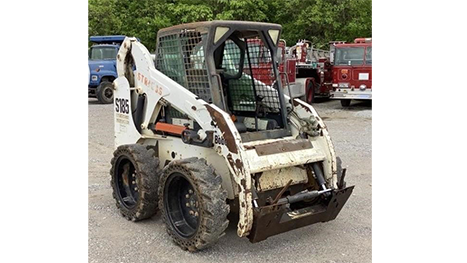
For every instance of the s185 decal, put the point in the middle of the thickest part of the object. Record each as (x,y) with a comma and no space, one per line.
(122,106)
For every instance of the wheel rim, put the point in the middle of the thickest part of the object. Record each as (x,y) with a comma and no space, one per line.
(108,93)
(125,178)
(182,205)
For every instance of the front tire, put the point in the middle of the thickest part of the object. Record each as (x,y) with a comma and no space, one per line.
(105,93)
(193,203)
(135,177)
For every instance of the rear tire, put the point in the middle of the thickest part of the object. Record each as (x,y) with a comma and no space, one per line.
(193,203)
(105,92)
(135,177)
(345,103)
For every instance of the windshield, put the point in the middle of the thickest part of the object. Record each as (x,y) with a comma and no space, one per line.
(349,56)
(98,53)
(368,56)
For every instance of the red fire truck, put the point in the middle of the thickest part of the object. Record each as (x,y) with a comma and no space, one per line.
(314,70)
(352,70)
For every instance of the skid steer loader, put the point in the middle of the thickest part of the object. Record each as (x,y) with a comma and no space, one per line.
(199,135)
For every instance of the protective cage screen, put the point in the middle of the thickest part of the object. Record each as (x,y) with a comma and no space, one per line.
(181,57)
(254,87)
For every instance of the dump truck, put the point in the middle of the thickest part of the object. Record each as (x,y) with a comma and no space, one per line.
(201,137)
(102,66)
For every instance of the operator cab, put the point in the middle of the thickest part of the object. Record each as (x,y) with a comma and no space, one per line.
(231,64)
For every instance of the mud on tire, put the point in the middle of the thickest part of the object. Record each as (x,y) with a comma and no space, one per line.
(135,177)
(207,199)
(339,171)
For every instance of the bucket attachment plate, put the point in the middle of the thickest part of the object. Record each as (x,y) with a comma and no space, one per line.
(273,220)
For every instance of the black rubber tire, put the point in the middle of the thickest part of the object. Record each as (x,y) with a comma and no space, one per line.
(102,92)
(339,172)
(213,209)
(146,166)
(310,93)
(345,103)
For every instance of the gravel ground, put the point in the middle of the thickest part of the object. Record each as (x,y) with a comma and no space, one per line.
(348,238)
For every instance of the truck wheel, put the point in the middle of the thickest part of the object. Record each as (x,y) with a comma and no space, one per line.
(339,172)
(310,93)
(105,92)
(193,203)
(135,177)
(345,103)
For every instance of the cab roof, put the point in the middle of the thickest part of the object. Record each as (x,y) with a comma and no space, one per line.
(205,26)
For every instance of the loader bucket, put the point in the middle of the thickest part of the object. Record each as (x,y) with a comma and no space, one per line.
(275,219)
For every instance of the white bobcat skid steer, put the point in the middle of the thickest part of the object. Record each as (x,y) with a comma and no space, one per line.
(207,130)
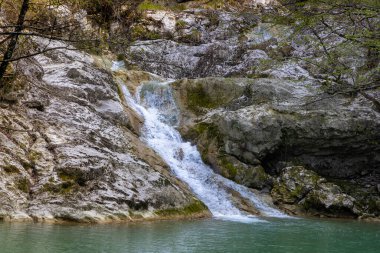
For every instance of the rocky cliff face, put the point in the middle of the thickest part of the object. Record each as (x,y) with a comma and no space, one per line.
(249,128)
(278,116)
(70,147)
(70,150)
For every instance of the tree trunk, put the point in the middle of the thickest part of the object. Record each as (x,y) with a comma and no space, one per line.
(13,41)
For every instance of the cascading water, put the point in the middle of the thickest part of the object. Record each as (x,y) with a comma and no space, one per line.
(154,101)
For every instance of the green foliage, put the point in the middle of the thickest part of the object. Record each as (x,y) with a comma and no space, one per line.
(194,208)
(345,35)
(149,5)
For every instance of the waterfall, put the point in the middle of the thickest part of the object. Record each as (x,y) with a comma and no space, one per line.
(155,103)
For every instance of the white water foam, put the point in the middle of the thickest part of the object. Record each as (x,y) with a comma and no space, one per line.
(158,108)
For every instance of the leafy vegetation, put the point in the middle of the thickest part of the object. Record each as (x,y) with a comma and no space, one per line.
(345,35)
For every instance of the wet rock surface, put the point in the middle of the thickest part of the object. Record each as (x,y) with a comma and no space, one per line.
(69,151)
(240,125)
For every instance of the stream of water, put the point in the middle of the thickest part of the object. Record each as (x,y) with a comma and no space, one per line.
(200,236)
(155,103)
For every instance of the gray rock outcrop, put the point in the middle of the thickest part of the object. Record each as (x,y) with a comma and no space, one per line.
(70,150)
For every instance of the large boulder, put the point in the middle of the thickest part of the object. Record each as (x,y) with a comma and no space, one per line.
(312,194)
(243,125)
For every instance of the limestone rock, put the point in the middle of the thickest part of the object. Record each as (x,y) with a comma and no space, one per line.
(313,194)
(69,150)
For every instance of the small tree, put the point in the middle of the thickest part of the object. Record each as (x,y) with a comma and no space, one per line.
(345,31)
(26,20)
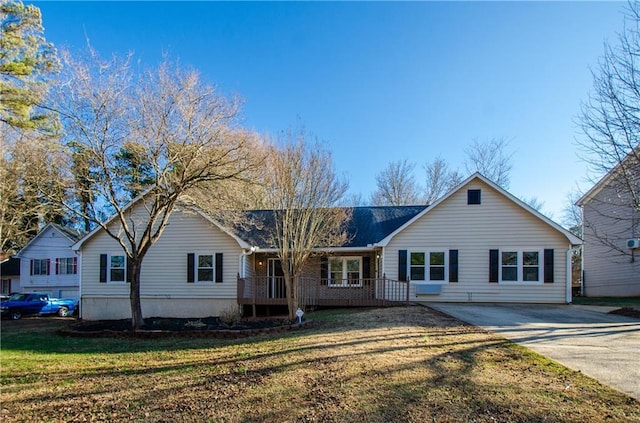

※ ※ ※

* _Work order_: Please print each entry exactly as it stands, without the pictures.

* _Response to this task_:
For every instance of the s185 decal, put the point in the middle of the thickest part of the object. Record each as (x,y) with a comma and no space, one per line.
(122,106)
For every instance of the wheel rim, put the point in the middle of the thickest part of the object. Record each as (x,y) with a comma and no space, one per line.
(108,93)
(125,178)
(182,205)
For every instance of the front tire, put the point in the middle of the thickest part of the object. Record each as (x,y) with a comma and no space, one per line.
(105,93)
(193,203)
(135,177)
For every instance of the rear tire, put the point in the middle of the thickest part of the object. Record each as (x,y) with a comma and no space, one per line.
(193,203)
(105,92)
(135,177)
(345,103)
For every instance of the windshield, put the point in the middle of the thickest part of the object. Record each as (x,y) with a comma and no space, one per line.
(349,56)
(98,53)
(368,56)
For every instance of the red fire truck, put the point in the middle of the thickest part of the object. Record each as (x,y) with a comma and no space, one per line.
(314,70)
(352,70)
For every instance of the skid steer loader, put the point in the middle of the thickest part of the object. Record each as (x,y) with a comma and no space, one per line.
(199,135)
For every instance of the protective cage screen, put the point in the middle of the thickest part of the object. Record each as (x,y) with a comma and no space, one per line.
(181,57)
(254,87)
For every instance of the dump truck, put the point in the middle of the thickest part of the object. Record each as (x,y) with a comma and no space, one per line.
(201,137)
(102,66)
For every instance of the operator cab, put the point in the middle of the thickest part of the object. Record each as (x,y) with a comma and no space, one per line.
(231,64)
For every instance of the mud on tire, put the point in the middle of the thickest part of the object. Record each as (x,y) with a comma and no space, one per line.
(135,177)
(207,199)
(339,171)
For every instance of the bucket attachment plate, put the point in the middle of the thickest part of the object. Record each as (x,y) with a comma and no space, one per line.
(273,220)
For every instance of the black rubber tire, put the point in the middle of the thickest part of the object. Record each as (x,y) with a comma and no space, one per line.
(102,92)
(339,172)
(213,209)
(146,166)
(310,93)
(345,103)
For every instance of the gravel ground, put the point in the middle of the thickest part of the object. Record each as (x,y) with a comma and no space, one per line.
(348,238)
For every instance of the truck wheel, put the point in the middle of the thickest part of the object. Record each as (x,y) with a comma and no space, one per line.
(339,172)
(310,93)
(105,92)
(193,203)
(135,177)
(345,103)
For every instance of the cab roof, put the point in the middle of the thickest part of the object. Record each as (x,y) with a comma and no space, one per line.
(205,26)
For every instance of the loader bucket, put the point in the middle of the thickest part of the object. Record each as (x,y) with a comma and no space, one per line.
(275,219)
For every instance of the white bobcat skid steer, put the point in the middle of the thickest part of the object. Record each as (x,y) with a comma and no space, one per line.
(207,130)
For every instance of the rocky cliff face, put the point in the middle of the thickest part of the object. Record each as (x,y) with a comma and no space, one per line.
(249,128)
(278,116)
(70,147)
(70,150)
For every instance of the tree trunk, put the point in the middle of the thickest part of the object. Record each as (x,y) with a comma and no space, one per line.
(13,41)
For every instance of the cascading water, put the point in the middle of the thickest part of the object. Record each as (x,y) with a comma and no space, one per line.
(154,101)
For every instance of the green foliage, put the point in the middle of the thickest part of the object. Record each as (x,y) with a comma and no space, one per line.
(194,208)
(345,35)
(149,5)
For every instance of the waterfall, put the point in the middle of the thickest part of the object. Record each as (x,y) with a comma and no space, one per line.
(155,103)
For every instance of the white water foam, put the point in the middle of the thickest part of the object. Record each as (x,y) with a comma and no space, one per line.
(158,108)
For every instance of the leafy vegetation, put the point in the middle of the thickest part of the object. Record each as (x,y) with a comma and no space, one per line.
(345,35)
For every instance of the wet rock surface, put the point in the middle of the thickest part of the object. Record each as (x,y) with a comma and no space, one per line.
(69,151)
(240,125)
For every instance of the stream of water, put the point in the middle of the thickest part of the object. Record each as (x,y) with a comma and no space, one per line.
(200,236)
(155,103)
For every instance of the gray rock outcrop, put the point in the middle of the thickest part of the object. Record each as (x,y) with a comma and no space, one per line.
(70,150)
For every instance of the large boulder, put the point in the middle of the thickest part of the object. Record each as (x,y) with a comma and no space, one per line.
(312,194)
(243,125)
For every instance of the limestone rock, put the point in the middle of the thickest part of the object. Record each as (x,y) with a comma and no space, one per line.
(313,194)
(69,150)
For every instance of the small tree, put the point in the middle of the thickest part of the object. Record each as (x,y) with a comma and no space, one per line.
(345,31)
(26,20)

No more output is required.